Reproduce the material below without any changes, starting at the line containing "segment --target=wooden beam" and ending at the line containing "147), (342, 115)]]", both included.

#### Input
◆ ◆ ◆ ◆ ◆

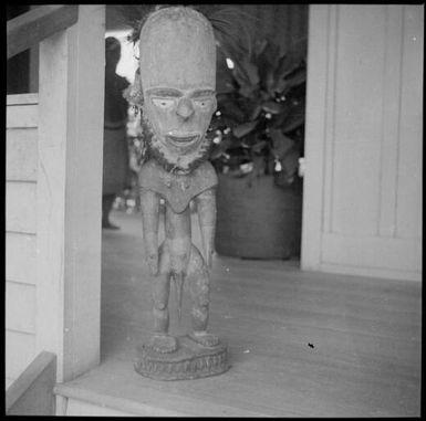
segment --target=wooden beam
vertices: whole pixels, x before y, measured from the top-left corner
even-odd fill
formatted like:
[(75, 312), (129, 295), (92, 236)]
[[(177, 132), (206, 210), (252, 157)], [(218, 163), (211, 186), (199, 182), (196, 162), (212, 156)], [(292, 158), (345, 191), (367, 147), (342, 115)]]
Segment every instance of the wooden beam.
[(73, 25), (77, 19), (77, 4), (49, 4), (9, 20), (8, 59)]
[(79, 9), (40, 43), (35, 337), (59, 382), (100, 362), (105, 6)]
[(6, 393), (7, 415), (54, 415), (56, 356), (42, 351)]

◆ ◆ ◆ ◆ ◆

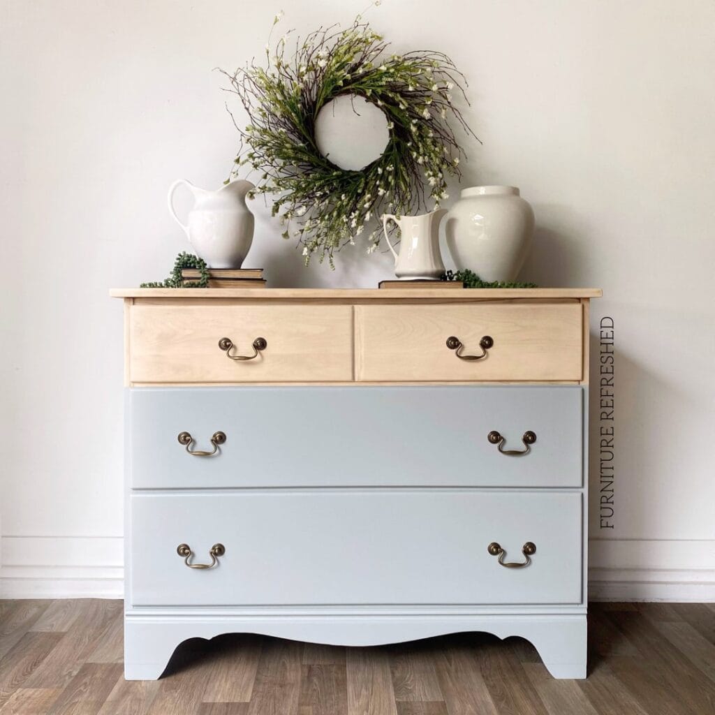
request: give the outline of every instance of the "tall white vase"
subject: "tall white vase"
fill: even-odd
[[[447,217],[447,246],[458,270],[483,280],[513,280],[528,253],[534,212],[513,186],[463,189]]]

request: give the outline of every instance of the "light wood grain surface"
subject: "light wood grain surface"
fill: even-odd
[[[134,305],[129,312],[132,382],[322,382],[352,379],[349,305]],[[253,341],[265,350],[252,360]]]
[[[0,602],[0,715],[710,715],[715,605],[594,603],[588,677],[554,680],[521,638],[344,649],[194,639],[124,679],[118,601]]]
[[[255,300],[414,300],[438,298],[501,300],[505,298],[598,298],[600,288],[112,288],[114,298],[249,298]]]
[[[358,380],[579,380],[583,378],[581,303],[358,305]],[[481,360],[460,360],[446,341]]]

◆ ◆ ◆ ◆ ◆

#### Full solution
segment --target=wooden beam
vertices: whole pixels, x before y, measured from the top-left corner
even-odd fill
formatted like:
[(75, 312), (129, 295), (92, 236)]
[[(177, 132), (206, 210), (252, 157)], [(218, 163), (211, 186), (199, 182), (196, 162), (212, 156)], [(292, 158), (345, 191), (367, 147), (342, 115)]]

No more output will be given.